— begin Source material —

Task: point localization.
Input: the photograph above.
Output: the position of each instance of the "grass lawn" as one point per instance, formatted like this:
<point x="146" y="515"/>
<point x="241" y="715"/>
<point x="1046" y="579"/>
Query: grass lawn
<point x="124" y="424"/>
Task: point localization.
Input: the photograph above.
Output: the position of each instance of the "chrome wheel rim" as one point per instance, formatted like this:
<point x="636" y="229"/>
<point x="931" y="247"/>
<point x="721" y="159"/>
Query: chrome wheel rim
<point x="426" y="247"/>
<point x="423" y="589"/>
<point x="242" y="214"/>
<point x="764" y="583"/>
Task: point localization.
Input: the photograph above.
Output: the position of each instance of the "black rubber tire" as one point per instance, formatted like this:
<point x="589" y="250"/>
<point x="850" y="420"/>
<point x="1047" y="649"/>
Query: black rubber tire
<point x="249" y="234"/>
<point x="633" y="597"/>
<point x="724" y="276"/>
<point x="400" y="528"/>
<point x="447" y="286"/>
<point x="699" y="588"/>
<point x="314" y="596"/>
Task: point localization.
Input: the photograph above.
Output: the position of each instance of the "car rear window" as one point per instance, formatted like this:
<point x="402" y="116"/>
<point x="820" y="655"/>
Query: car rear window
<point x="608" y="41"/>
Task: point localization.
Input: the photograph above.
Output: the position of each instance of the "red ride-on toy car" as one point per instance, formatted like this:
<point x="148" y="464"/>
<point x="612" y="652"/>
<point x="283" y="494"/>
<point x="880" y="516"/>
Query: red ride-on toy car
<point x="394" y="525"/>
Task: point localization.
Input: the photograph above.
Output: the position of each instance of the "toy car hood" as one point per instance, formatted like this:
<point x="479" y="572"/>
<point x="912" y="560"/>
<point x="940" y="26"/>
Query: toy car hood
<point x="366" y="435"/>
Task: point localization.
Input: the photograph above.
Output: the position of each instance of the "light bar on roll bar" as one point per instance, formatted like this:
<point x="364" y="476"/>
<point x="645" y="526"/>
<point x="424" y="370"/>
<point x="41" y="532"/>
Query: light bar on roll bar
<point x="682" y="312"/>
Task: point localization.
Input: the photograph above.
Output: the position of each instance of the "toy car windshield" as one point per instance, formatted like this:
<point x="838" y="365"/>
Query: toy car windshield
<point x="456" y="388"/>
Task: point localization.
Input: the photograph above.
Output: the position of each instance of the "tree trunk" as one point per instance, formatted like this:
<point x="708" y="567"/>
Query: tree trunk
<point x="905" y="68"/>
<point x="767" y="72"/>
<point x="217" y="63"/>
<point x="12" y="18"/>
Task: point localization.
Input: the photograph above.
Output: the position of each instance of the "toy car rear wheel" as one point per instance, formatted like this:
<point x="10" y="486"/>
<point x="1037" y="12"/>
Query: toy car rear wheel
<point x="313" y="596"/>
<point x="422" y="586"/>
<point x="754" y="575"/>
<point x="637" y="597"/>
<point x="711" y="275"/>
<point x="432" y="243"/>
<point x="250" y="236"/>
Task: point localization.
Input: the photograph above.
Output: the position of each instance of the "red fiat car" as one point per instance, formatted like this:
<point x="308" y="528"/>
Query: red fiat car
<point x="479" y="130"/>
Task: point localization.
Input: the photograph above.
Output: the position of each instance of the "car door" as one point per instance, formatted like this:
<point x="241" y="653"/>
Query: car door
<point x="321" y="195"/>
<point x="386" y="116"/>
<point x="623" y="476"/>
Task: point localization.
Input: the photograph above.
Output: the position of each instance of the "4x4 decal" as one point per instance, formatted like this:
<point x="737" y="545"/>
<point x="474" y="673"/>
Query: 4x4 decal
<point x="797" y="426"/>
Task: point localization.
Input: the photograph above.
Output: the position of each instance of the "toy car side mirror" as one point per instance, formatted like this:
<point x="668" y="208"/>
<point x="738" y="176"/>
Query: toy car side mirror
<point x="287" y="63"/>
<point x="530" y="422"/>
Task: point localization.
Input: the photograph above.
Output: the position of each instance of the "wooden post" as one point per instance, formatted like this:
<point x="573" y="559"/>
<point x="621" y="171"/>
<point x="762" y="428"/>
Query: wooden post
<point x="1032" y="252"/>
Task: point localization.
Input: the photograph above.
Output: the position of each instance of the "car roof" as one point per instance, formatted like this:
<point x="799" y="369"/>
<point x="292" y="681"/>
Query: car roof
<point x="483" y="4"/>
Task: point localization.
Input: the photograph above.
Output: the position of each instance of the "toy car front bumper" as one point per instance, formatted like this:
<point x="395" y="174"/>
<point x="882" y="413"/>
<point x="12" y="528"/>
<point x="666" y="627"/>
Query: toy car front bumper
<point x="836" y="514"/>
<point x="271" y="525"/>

— end Source material —

## Short exercise
Pick out each line above that has the word "grass" in it, and copy those lines out in full.

## Result for this task
Output: the position of each instance of the "grass lawn" as one point per instance, formatted like this:
Query: grass lawn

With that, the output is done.